Exercise materials section start
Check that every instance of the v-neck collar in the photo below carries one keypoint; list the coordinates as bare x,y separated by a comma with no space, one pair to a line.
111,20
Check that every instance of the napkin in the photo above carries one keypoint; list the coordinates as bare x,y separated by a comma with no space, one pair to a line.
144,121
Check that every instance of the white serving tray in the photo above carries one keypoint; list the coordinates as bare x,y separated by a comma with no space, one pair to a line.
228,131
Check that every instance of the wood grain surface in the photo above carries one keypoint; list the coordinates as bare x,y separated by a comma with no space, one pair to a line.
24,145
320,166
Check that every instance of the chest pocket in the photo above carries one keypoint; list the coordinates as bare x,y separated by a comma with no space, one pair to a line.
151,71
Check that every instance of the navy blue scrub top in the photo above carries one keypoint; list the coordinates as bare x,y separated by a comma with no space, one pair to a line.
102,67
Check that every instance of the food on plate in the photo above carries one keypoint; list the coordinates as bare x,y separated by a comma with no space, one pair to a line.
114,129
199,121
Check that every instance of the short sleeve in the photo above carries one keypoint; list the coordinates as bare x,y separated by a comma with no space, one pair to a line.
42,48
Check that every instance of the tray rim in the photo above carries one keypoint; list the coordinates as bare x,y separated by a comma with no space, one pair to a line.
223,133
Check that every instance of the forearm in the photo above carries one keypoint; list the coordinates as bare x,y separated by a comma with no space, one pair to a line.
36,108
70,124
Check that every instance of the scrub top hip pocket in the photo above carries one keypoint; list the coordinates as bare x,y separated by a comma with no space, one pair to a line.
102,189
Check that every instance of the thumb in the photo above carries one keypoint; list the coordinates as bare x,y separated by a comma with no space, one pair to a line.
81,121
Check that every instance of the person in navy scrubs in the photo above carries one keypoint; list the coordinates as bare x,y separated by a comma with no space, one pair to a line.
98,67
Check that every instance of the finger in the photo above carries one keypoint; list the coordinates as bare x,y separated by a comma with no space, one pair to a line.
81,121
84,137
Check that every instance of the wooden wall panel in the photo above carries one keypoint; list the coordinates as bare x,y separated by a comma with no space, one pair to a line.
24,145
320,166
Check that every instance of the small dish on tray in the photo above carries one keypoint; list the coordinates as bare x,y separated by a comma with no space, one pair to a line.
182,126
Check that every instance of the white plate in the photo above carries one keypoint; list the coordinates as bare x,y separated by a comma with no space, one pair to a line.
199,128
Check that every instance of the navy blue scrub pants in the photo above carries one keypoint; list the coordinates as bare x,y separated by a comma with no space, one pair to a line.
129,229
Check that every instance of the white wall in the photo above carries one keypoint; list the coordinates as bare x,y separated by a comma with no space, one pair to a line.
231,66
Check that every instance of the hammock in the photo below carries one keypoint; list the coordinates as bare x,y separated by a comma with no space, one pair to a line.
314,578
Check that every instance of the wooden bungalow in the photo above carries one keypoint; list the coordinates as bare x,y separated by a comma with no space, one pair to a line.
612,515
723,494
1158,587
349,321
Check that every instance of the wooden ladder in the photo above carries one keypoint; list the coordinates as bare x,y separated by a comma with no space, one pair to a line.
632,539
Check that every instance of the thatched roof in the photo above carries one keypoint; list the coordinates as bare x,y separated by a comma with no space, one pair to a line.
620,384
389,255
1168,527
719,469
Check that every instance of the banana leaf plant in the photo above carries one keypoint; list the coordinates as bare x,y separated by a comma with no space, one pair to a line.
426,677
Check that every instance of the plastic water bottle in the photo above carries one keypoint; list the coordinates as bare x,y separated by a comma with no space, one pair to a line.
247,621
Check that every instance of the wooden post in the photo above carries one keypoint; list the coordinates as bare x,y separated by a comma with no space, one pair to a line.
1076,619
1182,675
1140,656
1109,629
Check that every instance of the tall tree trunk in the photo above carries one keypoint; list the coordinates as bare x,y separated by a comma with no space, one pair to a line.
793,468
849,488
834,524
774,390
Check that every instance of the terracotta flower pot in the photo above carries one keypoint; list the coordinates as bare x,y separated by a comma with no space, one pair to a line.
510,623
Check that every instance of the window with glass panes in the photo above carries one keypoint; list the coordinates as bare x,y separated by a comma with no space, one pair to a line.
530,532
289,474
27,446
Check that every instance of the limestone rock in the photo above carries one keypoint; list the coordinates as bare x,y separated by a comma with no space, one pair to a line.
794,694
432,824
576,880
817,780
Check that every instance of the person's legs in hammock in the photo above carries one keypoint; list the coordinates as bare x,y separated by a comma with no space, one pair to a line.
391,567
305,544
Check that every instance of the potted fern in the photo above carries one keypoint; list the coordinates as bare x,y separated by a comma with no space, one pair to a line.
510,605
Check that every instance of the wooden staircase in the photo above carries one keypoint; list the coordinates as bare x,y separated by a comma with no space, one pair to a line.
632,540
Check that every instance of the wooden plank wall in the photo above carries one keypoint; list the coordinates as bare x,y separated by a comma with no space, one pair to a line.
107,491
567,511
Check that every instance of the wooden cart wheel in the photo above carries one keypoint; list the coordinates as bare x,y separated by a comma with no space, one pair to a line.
Exercise materials section end
• _Task_:
Word for word, set down all of the material.

• _Reply_:
Check that every instance of the v-neck collar in the photo below carries one keypoint; list the coordinates as bare x,y separated by a comma with no space, one pair to a line.
111,20
Check that every instance of the napkin in the photo above carries one keypoint; list the coordinates as bare x,y separated by a comma with no space, one pair to a line.
144,121
Check that every instance of the white serving tray in the photo above carries one keypoint; list the coordinates as bare x,y separated by a comma with no space, one pair to a line.
228,131
Check that every instance of the wood grain surface in the photo above carries one keypoint; list the coordinates as bare x,y separated by a comma with no space, one pair to a line.
24,145
320,166
Check that every instance of the chest pocket in the photo above carries one keypoint; list the coordinates as bare x,y separated by a comma with no space, one pair to a line.
151,71
Check that every instance of the navy blue scrub top in the photo above carries one keypoint; list the coordinates as bare x,y separated by a comma with no space, one pair to a line.
102,67
Check that every instance of the food on plate in the photo above carries one keypoint; list the coordinates as bare x,y separated by a comma with no space, one pair to a line.
114,129
199,121
Check that every instance of the short sleeve in the photo above carries one keypoint; list the coordinates as bare x,y separated by a comma with no space, one pair to a line.
42,48
Check that every instance of the tray rim in the photo above carries one keypoint; list the coordinates as bare x,y separated by a comma with no space, one pair to a line.
223,133
Check that every instance of the forearm in the photo above carries one keypoint; list the coordinates as bare x,y separated by a comma with no space, one pair to a line.
36,108
70,124
Check that every instance of the scrub top hip pocket in the photo above carries one keypoint; list the coordinates as bare x,y separated by a comma with no space, one pair to a line.
102,189
Check that every instance of the thumb in the photo above carries one keypoint; list the coordinates as bare x,y separated by a comma with no space, one pair to a line.
81,121
Check that every instance of the person in navy scrubs in the photo above carries one keypoint; list the coordinates as bare x,y separated by a comma with no space, one pair to a line.
98,67
Check that every instance of the finger in the photo above carries one keypoint; list the coordinates as bare x,y separated by a comma with no space, one pair to a line.
81,121
84,137
Check that every instance of the wooden wall panel in the photo above carries one keypoint; list the coordinates as bare x,y separated by a comma with no space, one pair to a line.
24,145
320,166
Check that every instance of the small dish on tray in the photo above carries one keypoint; list the coordinates as bare x,y separated by a comma with no space, one pair to a line.
182,126
Check that every instance of the white plate in the photo above carries one keypoint; list the coordinates as bare x,y separated by a comma with no space, one pair to a line.
199,128
Check that every instance of the navy blue scrub pants in the photo above carries one keypoint; list the coordinates as bare x,y separated by a comma with no space, one pair to a line.
129,229
Check that every instance of the white wall in the photo above carries one keypoint; list the coordinates as bare x,y separated by a comma with no space, one pair to a line.
231,66
Check that every instance of the hammock in the photo below carries one keypoint; list the coordinates as bare x,y separated by a comma with no space, one pair to a line.
314,578
Check that every instance of the wooden bungalow in the photo above carries one keypoint; list the coordinates as bare x,y separated by a comma with no space, one pair to a line.
612,515
723,494
1158,587
349,321
Check that every instance of the wooden ladder in the photo above carries one keypoint; list the coordinates as bare x,y separated by a comma with no space, one pair to a line.
632,539
Check that every instance of the thatched roof in the photo above carries one keypoint; list the coordinates as bare x,y separated by a comma with no space, one pair to a line.
620,384
389,255
1168,527
719,469
Check that every instance of the banana leaf plant in the photo above carries one keypoint; list the coordinates as bare x,y separated by a comma with no space, one pair to a line.
426,677
Check that every instance of the plastic water bottle in the photo above carries one keypoint; list the coordinates as bare x,y separated by a comma with no space, one pair to a line.
247,621
Check that every instance of the wooden post in the photo above carries one keypoint; list the coordinates as bare x,y separated by a comma with no space, one pair to a line.
1076,619
1182,675
1140,656
1109,629
Check that every instance of the tall tree trunk in the photo above carries one keypoint; list the coordinates as bare x,y separated by a comma with no space, one pair to a line.
793,468
849,488
834,524
774,390
Check that every instance of the terracotta flower pot in the photo above carries one keypoint; list the coordinates as bare x,y separated by a comma with no space, one pair to a line.
510,623
Check that every instance of the window with glass panes in the photo above carries one keypoint; list the coordinates as bare x,y separated by a comma with no space, one pair to a line.
530,532
289,474
27,446
Check that every instance of the limestone rock in the photo above carries one keypoint; list the coordinates as bare x,y separated by a comma with no space, one pair to a line.
794,694
432,824
576,880
817,780
Check that every instance of the person's legs in hammock in the photo above carries one keypoint; list the coordinates as bare x,y separated by a comma with no space, one pair to a line.
391,567
305,544
Check that every instance of the potted fern in the photo above carries one keypoint; list the coordinates as bare x,y separated by a comma with no space, one pair to a line.
510,605
Check that every instance of the wooden staircase in the photo above carries one keypoint; list the coordinates as bare x,y separated by a comma with no space, one pair to a line.
632,540
Check that every instance of the wooden plank wall in the photo above carries one keypoint; list the coordinates as bare x,y separated by a comma with no space, one pair to a line.
107,491
567,511
Check that every instance of the wooden cart wheel in the photo above carries one keypoint; list the coordinates as bare x,y separated by a comma with no space, one pair to a line.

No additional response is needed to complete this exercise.